» EXERCISE REQUIREMENTS
Continue the piece below on the Temple Mount status quo, picking up right after its final sentence.

--- start of SELECTION ---

These agreements changed the status quo that had existed since Mamluk times when Jews and Christians were prohibited from ascending the Temple Mount, and the area of the Western Wall belonged to the Waqf, not the Jews. But the truly groundbreaking development was the role given to the Jewish state in protecting the mosques, as recognized by an important Muslim institution such as the Islamic Waqf. Furthermore, in the subsequent peace agreements with Jordan, the Hashemite king, who is descended from the Prophet Muhammad, obtained legitimacy from the Jewish state and was given a special status in the final arrangements on the Temple Mount.

The problem was that Israel failed to understand the importance of these status quo arrangements for its legitimacy in the Muslim world as a whole and took lightly the anchor of stability in Jerusalem that these status quo arrangements provided in the years to come.

The fact that 40% of Jerusalem’s inhabitants are Arabs, and the danger that, God forbid, an Intifada erupts in Jerusalem, could shake not only the capital but all of Israel, was not taken into account in Israeli politics. Israeli politicians, without a government decision, began to erode the all-important status quo, to give a Jewish religious character more prominence than Islam, as part of a messianic drive to build the Third Temple and break into the mosques with the ashes of the red heifer. Six red heifers have already been brought into the country and are awaiting their historic role in a cattle shed in Shilo.

This danger cannot be taken lightly. Whoever invested so much money in nurturing these heifers and bringing them to the country intends to break into the mosques. Just as strategic moves to erode the status quo were made without a government decision, but rather due to political pressures, an eschatological event such as a Jewish incursion into the mosques will also not be the result of a state decision but rather a decision made by Third Temple advocates.

In addition to the catastrophic consequences for Jerusalem’s stability and for Israel as a whole, this development would have disastrous implications for relations with Jordan. Not only would Jordan no longer be able to defend Israel, there would be nothing to prevent Iran from taking over Jordan, thereby completing the Shiite crescent and undermining the US policy of establishing an Israeli–Sunni alliance against the Shiite crescent, as seen in action for the first time in thwarting the Iranian attack on Israel.

What is even more disheartening is Israel’s inability to understand the unique role that history has bestowed upon it regarding the Temple Mount. Due to intra-Arab disputes, only one force can protect the mosques, and that is the security forces of the Jewish state.

To understand this, we need to analyze the Arab disputes over Jerusalem. After the Saudi dynasty removed the Hashemites from their role as the Sharifs of Mecca following World War I, Abdullah I, one of Sharif Ali’s sons, established the Emirate of Transjordan, which eventually became the Kingdom of Jordan. The Hashemites crowned themselves as guardians of the Holy Places in Jerusalem as compensation for losing Mecca and the guardianship that passed to the Saudis.

--- end of SELECTION ---
--- start of GIVEN MATERIAL ---

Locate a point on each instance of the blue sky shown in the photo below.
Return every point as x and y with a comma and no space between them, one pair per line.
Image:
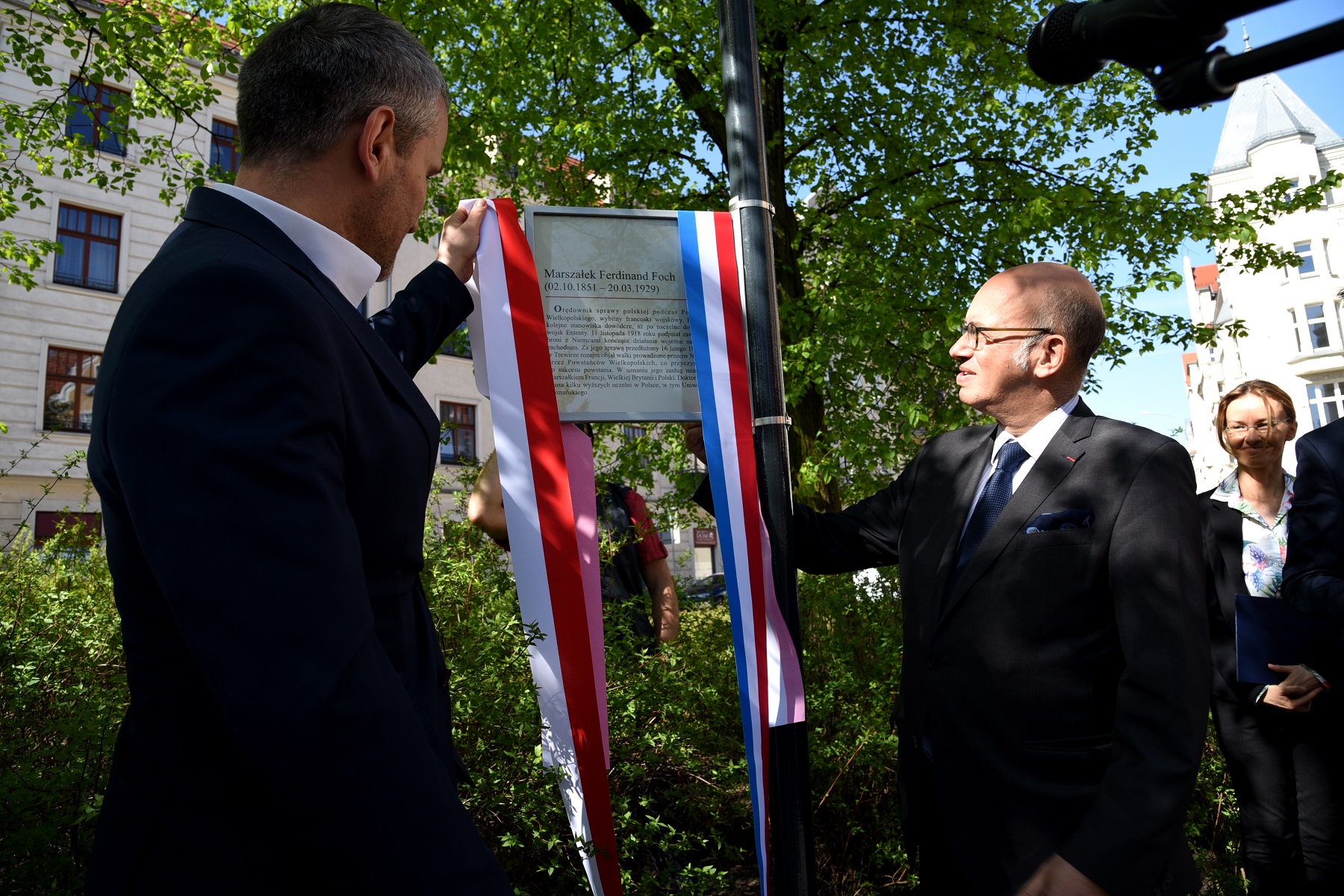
1149,388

--- end of GIVEN MATERIAL ---

» RESPONSE TO THE EXERCISE
One would have thought that the two dynasties could share responsibility for the Holy Places—the Saudis in Mecca, and the Hashemites in Jerusalem. But events did not unfold in that way. To realize the potential divisions, the Saudis offered the Hashemites compensation for the vast property they left in the Hejaz, as a sign that they had relinquished Mecca. However, the Hashemites refused to accept the compensation, and as far as the Saudis were concerned, this meant that they had not relinquished their claim, and would return to their place of origin at the first opportunity. Indeed, Saudi fears were realized when Saddam Hussein planned to invade Kuwait. Suddenly, King Hussein claimed the old title of “Sharif” from Mecca and formed an alliance with Saddam Hussein to attack the Arabian Peninsula. Saudi Arabia had every reason to believe that Saddam Hussein had promised to return the Hashemite King to Mecca.

While Jordan played a strategic role in defending Israel from threats from the east, Saudi Arabia saw Jordan as a threat from the north and acted accordingly. First, it was extremely reluctant to provide aid to Jordan, to the point of completely cutting it off, which has strained the Jordanian economy to this day. Second, Saudi Arabia penetrated the Bedouin tribes in southern Jordan, spreading the Wahhabi school among them, which is the state religion in Saudi Arabia. This was done to counter the influence of the Muslim Brotherhood, longstanding allies of the Hashemites, and to challenge the notion that the al-Aqsa Mosque mentioned in the Qur’an refers to the mosque in Jerusalem, but rather a mosque near Mecca, or in the heavens.

And here we move onto the most relevant issue in Muslim politics today—what happened at the beginning of Islam.

During the early days of Islam, Jerusalem held no religious significance. It was not even called al-Quds, but rather Iliya, the Byzantine name for Jerusalem. Immediately after the conquest of Iliya by Caliph Umar ibn al-Khattab, he offered a letter of commitment to the Byzantine archbishop of the city, pledging to preserve its Christian character.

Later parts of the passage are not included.